┌──

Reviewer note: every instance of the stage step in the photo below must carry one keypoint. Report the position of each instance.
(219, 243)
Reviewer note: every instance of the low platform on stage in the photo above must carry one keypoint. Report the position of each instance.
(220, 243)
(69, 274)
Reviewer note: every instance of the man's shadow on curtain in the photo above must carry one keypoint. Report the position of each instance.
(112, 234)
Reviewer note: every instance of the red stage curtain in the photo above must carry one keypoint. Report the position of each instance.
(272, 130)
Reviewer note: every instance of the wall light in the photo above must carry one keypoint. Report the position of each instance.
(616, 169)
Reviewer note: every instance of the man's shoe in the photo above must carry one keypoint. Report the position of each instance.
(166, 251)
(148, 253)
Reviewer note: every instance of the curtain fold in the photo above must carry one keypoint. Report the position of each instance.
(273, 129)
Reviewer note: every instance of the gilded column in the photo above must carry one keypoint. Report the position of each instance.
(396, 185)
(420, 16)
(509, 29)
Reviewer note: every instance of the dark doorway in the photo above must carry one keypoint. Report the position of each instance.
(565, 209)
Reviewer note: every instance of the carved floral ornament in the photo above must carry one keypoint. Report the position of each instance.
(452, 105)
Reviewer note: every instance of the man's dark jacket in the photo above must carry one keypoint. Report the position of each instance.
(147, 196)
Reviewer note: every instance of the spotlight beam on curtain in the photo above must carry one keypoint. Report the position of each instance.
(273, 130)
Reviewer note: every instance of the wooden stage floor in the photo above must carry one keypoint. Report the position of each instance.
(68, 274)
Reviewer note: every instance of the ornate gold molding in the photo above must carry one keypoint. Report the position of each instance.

└──

* WHAT YOU ARE ASKED TO DO:
Convert all of the records above into a numbered list, omitting any blank lines.

* CORRECT RESULT:
1. Reviewer note: every instance of the stage step in the photo below must carry one keypoint. Report the position of each instance.
2. (219, 243)
3. Reviewer note: every instance of the low platform on stage in the photo above must carry one keypoint. Report the position of each instance.
4. (220, 243)
5. (69, 274)
6. Reviewer note: every instance of the man's shadow on curtain in the photo above must carry one keypoint. Report the position of each instance.
7. (112, 234)
8. Reviewer note: every instance of the red stage curtain in the photo above must carry one keypoint. Report the position of each instance.
9. (272, 130)
10. Reviewer note: every instance of the wall light in the photo above must carry one keypoint. Report the position of each instance.
11. (616, 169)
12. Reviewer note: every instance of the man's shoe in the photo above must carry one keypoint. Report the position of each instance.
13. (166, 251)
14. (148, 253)
15. Reviewer note: every instance of the curtain fold in the photo above must carry one keypoint. Report the position of each instance.
16. (273, 129)
17. Reviewer note: every instance of the gilded column in the photo above must carry one keypoint. Report the position of each instance.
18. (396, 185)
19. (420, 16)
20. (509, 29)
21. Reviewer note: every instance of the dark doorway in the photo above must carry one keypoint. Report the position of each instance.
22. (565, 209)
23. Reviewer note: every instance of the carved floral ornament in the photo above must carry one keypoint. Report the position of each instance.
24. (452, 105)
25. Reviewer note: every instance of the man's dark jacket in the photo above must carry one keypoint. Report the position of each instance.
26. (147, 196)
27. Reviewer note: every instance of the spotlight beam on curtain in the photo above must carry one keypoint. Report the position of each instance.
28. (273, 130)
29. Reviewer note: every instance of the wooden stage floor in the photo above must carry one keypoint. Report the position of each instance.
30. (68, 274)
31. Reviewer note: every instance of the ornate gold molding in the photo above must carry one keypoint. Report the position of each instance.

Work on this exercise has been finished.